:: Soal Latihan ::
- A) Dalam teks tentang kitab Tafsir Mafatih al-Ghaib, tafsir bil ra'yi mana saja yang disebut sebagai rujukan? Sebutkan semuanya.
- B) Tuliskan kelanjutan teks tentang kitab Tafsir Mafatih al-Ghaib, dimulai sesudah kalimat terakhirnya.

:: Teks Bacaan ::

HOME

25 Maret, 2022

Kitab Tafsir Mafatih Al-Ghaib

 

1.    Karakteristik tafsir Mafatih al-Ghaib.

Tafsir Mafaihul Ghaib atau yang dikenal sebagai Tafsir al-Kabir dikategorikan sebagai tafsir bil ra’yi (tafsir yang menggunakan pendekatan aqli), dengan pendekatan Madhhab Syafi’iyyah dan Asy’ariyah. Tafsir ini merujuk pada kitab al-Zujaj fi Ma’anil Qur’an, Al-Farra’ wal Barrad dan Gharibul Quran, karya Ibnu Qutaibah dalam masalah gramatika.

Riwayat-riwayat tafsir bil ma’tsur yang jadi rujukan adalah riwayat dari Ibn Abbas, Mujahid, Qatadah, Sudai, Said bin Jubair, riwayat dalam tafsir At-Thabari dan tafsir al-Tha’labi, juga berbagai riwayat dari Nabi saw, keluarga, para sahabatnya serta tabi’in. Sedangkan tafsir bil ra’yi yang jadi rujukan adalah tafsir Abu Ali Al-Juba’i, Abu Muslim al-Asfahani, Qadhi Abdul Jabbar, Abu Bakar Al-Ashmam, Ali bin Isa Ar-Rumaini, al-Zamakhsyari dan tafsir Abul Futuh al-Razi.

Ada riwayat yang menjelaskan bahwa Al-Razi tidak menyelesaikan tafsir ini secara utuh. Ibnu Qadi Syuhbah mengatakan, “Imam Al-Razi belum menyelesaikan seluruh tafsirnya”. Ajalnya menjemputnya sebelum ia menyelesaikan tafsir al-Kabir. Ibnu Khulakan dalam kitabnya wafiyatul a’yan nya juga berkata demikian. Jadi siapa yang menyempurnakan dan menyelesaikan tafsir ini?dan sampai dimana beliau mengerjakan tafsirnya?[1].

Ibnu hajar al-‘Asqalani menyatakan pada kitabnya ,” Yang menyempurnakan tafsir Al-Razi adalah Ahmad bin Muhammad bin Abi al Hazm Makki Najamuddin al-Makhzumi al-Qammuli, wafat pada tahun 727 H, beliau orang mesir[2]. Dan penulis kasyfu Ad dzunuun juga menuturkan,” Yang merampungkan tafsir al-Razi adalah Najamuddin Ahmad bin Muhammad Al Qamuli, dan beliau wafat  tahun 727 H. Qadi al-Qudat Syihabuddin bin Khalil Al Khuway Ad Damasyqy, juga menyempurnakan apa yang belum terselesaikan, beliau wafat tahun 639 H[3].

:: Kumpulan Data ::

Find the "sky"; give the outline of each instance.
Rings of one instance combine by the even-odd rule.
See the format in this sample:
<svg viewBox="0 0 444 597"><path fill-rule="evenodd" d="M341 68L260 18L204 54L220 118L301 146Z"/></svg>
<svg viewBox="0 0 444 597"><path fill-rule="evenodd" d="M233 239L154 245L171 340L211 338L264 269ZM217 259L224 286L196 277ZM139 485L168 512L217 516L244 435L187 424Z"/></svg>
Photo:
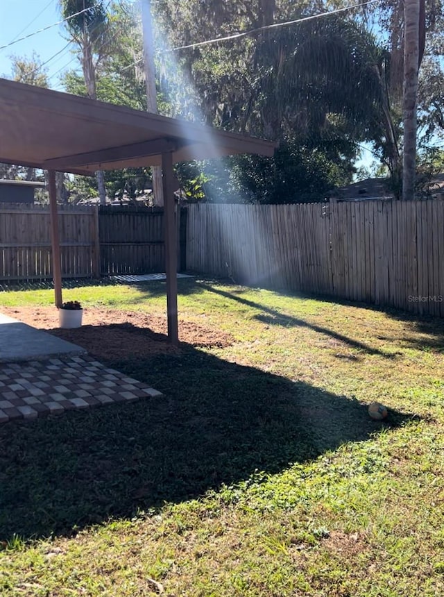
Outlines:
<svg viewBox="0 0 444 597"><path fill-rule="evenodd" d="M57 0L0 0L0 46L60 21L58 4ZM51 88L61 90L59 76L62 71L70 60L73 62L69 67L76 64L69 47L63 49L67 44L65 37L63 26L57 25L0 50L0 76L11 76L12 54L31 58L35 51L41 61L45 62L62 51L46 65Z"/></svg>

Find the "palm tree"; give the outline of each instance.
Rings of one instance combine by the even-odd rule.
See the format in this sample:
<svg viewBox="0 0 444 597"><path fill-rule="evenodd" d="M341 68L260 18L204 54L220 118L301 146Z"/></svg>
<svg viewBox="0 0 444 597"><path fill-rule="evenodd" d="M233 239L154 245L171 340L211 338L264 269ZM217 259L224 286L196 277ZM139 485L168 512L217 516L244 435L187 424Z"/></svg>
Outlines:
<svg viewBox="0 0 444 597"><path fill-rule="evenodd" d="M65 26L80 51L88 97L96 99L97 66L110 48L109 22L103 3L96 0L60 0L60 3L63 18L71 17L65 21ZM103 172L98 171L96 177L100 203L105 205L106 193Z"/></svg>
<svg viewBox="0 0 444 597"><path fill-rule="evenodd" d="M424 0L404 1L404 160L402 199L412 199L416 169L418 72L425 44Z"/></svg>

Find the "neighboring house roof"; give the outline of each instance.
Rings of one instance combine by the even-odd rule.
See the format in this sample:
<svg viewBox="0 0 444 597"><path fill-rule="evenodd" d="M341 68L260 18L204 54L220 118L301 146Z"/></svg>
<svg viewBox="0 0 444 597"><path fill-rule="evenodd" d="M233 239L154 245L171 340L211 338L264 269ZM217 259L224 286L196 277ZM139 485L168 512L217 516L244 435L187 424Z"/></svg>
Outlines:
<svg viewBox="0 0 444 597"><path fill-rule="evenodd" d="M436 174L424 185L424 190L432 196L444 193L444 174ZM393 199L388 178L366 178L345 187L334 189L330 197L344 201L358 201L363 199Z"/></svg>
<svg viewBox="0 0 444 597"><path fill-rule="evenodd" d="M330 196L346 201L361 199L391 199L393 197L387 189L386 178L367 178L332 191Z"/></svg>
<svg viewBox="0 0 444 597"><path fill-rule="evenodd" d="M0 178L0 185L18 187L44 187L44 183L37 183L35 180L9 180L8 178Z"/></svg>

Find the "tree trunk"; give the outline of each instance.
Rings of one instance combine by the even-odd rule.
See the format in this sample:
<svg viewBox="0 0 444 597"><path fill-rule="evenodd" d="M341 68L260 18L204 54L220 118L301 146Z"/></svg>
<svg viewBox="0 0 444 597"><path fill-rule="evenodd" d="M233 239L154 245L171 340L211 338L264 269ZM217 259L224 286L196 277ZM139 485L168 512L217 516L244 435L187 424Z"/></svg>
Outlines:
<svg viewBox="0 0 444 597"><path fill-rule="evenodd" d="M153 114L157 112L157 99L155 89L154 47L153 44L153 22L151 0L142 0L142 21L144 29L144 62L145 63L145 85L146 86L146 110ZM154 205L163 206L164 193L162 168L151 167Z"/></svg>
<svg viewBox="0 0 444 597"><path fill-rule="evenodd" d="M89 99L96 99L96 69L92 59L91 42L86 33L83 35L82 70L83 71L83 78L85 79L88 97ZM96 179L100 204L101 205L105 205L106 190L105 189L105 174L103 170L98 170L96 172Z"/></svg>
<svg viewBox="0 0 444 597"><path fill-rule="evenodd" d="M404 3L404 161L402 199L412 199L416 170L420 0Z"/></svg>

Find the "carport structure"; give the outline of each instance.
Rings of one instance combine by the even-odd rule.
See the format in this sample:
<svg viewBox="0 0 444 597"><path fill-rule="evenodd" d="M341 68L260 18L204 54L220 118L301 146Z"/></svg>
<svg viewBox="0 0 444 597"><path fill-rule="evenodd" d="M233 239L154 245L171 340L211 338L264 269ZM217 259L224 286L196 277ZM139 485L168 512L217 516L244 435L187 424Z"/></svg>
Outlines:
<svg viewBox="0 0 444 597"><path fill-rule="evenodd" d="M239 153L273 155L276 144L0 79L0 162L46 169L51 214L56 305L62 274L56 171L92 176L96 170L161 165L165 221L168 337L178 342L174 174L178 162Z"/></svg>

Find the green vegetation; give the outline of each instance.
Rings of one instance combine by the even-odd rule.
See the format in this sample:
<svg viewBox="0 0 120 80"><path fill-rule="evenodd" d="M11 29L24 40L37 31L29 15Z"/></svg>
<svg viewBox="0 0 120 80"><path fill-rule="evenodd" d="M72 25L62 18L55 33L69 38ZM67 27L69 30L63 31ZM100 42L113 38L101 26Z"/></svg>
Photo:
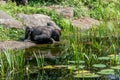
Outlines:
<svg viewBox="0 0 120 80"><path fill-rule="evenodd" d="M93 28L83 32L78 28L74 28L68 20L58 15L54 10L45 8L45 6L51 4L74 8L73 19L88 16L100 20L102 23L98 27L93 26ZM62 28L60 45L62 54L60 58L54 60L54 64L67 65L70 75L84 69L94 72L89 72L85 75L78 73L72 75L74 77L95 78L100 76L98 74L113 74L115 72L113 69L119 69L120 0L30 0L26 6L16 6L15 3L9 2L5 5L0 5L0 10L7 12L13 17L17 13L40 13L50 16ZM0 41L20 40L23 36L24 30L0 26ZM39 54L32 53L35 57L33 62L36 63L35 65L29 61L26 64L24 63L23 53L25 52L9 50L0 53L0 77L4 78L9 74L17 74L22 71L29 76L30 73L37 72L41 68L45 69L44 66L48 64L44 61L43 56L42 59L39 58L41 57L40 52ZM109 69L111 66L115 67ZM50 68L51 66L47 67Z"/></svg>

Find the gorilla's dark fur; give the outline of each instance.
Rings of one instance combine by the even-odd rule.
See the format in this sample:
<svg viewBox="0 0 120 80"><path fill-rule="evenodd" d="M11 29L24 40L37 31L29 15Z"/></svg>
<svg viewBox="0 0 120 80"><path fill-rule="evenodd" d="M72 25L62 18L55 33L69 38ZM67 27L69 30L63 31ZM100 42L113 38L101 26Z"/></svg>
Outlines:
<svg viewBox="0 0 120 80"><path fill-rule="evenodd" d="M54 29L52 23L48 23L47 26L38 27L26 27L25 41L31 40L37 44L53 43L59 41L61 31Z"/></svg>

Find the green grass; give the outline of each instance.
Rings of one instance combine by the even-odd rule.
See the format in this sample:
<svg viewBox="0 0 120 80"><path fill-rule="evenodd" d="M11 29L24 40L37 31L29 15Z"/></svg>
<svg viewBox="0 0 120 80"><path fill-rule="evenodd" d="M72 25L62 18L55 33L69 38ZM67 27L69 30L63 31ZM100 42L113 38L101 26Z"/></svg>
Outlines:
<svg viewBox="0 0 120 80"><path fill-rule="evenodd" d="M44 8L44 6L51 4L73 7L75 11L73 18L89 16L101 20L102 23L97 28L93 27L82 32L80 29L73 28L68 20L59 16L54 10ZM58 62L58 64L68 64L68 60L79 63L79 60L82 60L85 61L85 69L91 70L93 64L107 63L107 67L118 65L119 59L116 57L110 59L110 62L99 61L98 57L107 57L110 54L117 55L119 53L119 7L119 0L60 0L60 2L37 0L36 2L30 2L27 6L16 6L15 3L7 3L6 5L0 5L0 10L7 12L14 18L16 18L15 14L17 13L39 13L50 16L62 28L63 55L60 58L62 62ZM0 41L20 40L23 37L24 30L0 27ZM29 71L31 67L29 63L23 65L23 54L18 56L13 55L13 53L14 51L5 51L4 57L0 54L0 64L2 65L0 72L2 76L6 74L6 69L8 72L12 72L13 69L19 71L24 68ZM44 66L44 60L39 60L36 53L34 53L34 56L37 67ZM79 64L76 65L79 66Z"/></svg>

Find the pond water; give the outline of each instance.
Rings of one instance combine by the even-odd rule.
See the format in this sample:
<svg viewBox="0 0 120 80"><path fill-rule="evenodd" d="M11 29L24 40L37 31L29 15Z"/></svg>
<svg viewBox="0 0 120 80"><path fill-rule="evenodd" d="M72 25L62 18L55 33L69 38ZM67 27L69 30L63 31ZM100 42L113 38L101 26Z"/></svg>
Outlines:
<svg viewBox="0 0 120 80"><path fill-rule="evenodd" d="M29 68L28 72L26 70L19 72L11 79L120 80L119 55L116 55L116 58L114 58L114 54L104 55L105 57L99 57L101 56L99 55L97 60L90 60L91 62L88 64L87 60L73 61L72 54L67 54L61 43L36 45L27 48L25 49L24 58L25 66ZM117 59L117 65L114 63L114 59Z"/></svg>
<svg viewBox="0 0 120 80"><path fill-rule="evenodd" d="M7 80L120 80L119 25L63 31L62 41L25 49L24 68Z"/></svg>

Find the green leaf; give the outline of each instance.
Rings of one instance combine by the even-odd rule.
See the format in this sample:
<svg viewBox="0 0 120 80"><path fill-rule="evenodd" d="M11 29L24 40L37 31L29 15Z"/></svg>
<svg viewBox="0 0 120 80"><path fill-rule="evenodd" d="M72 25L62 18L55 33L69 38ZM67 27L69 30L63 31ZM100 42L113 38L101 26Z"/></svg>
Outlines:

:: Kunci Jawaban ::
- A) Tafsir bil ra'yi yang menjadi rujukan adalah tafsir Abu Ali Al-Juba'i, Abu Muslim al-Asfahani, Qadhi Abdul Jabbar, Abu Bakar Al-Ashmam, Ali bin Isa Ar-Rumaini, al-Zamakhsyari, dan tafsir Abul Futuh al-Razi.

- B)
Kemudian, sampai dimana al-Razi terhenti dalam menulis tafsirnya? DR. Muhammad Husain Ad Zahabi menjelaskan pada kitabnya tafsir al mufassiruun,” Imam Fakhruddin telah menulis tafsirnya sampai surah al-Anbiya, setelah itu datang Syihabuddin Al Khaubi melanjutkan tafsir ini, namun beliau belum menyelesaikan seluruhnya, kemudian datang Najamuddin al-Qamuli menyempurnakan tafsir Al-Razi[4].

Al-Dhahabi juga mengatakan bisa jadi yang menyelesaikan tafsir al-Razi sampai akhir adalah Al Khuway. Namun, Sayyid Muhammad Ali Iyazi, dengan merujuk pada keterangan Syaikh Muhsin Abdul Hamid, memberikan klarifikasi bahwa sekelompok mufasir era  belakangan yang meneliti tafsir ini menetapkan kitab tafsir ini sebagai karya mandiri dari Al-Razi secara utuh.

Adapun maksud tafsir ini dan segala uraiannya, antara lain.

Pertama; menjaga dan membersihkan Al-Quran beserta segala isinya dari kecenderungan-kecenderungan rasional yang dengan itu diupayakan bisa memperkuat keyakinan terhadap Al-Quran.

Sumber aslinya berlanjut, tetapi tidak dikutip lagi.